** start **

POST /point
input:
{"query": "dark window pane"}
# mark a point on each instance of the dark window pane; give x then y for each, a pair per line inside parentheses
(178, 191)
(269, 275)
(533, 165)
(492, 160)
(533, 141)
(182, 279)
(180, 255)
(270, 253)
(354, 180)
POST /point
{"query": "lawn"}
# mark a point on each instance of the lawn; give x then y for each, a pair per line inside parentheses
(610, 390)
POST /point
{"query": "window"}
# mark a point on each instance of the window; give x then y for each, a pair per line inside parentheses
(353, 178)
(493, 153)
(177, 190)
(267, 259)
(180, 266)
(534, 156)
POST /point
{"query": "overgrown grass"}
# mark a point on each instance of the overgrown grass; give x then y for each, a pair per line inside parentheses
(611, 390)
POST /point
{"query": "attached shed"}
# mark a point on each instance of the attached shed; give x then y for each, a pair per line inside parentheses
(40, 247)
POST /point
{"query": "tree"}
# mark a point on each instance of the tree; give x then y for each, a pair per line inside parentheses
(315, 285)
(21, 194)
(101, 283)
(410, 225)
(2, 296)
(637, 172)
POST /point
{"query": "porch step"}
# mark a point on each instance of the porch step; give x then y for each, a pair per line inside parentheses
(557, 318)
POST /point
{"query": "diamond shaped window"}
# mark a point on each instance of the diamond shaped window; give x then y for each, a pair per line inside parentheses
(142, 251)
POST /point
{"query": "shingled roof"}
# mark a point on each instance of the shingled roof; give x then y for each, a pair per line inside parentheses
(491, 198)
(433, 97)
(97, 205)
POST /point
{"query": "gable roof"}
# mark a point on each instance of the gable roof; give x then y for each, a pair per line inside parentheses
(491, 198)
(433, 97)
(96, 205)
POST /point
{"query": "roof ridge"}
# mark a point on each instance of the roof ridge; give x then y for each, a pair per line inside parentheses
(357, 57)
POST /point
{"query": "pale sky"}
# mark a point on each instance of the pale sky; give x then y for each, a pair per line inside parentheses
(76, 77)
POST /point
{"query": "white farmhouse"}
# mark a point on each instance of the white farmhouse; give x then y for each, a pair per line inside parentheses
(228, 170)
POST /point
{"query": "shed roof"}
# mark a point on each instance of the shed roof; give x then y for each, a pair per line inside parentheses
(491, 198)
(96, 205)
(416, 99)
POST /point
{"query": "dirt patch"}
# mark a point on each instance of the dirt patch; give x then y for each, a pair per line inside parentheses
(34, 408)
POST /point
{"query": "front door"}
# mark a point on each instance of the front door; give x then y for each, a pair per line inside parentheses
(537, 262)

** end **
** start **

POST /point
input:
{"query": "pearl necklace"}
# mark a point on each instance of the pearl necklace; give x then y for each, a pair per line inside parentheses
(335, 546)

** end **
** start **

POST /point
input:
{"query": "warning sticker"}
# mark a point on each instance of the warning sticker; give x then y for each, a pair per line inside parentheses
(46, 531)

** end **

# EXERCISE DESCRIPTION
Show every line of the rows above that contains the word "dark".

# TASK SOLUTION
{"query": "dark window pane"}
# mark a point on each instance of the dark window pane; give x then y for each, a pair per line inside parentheses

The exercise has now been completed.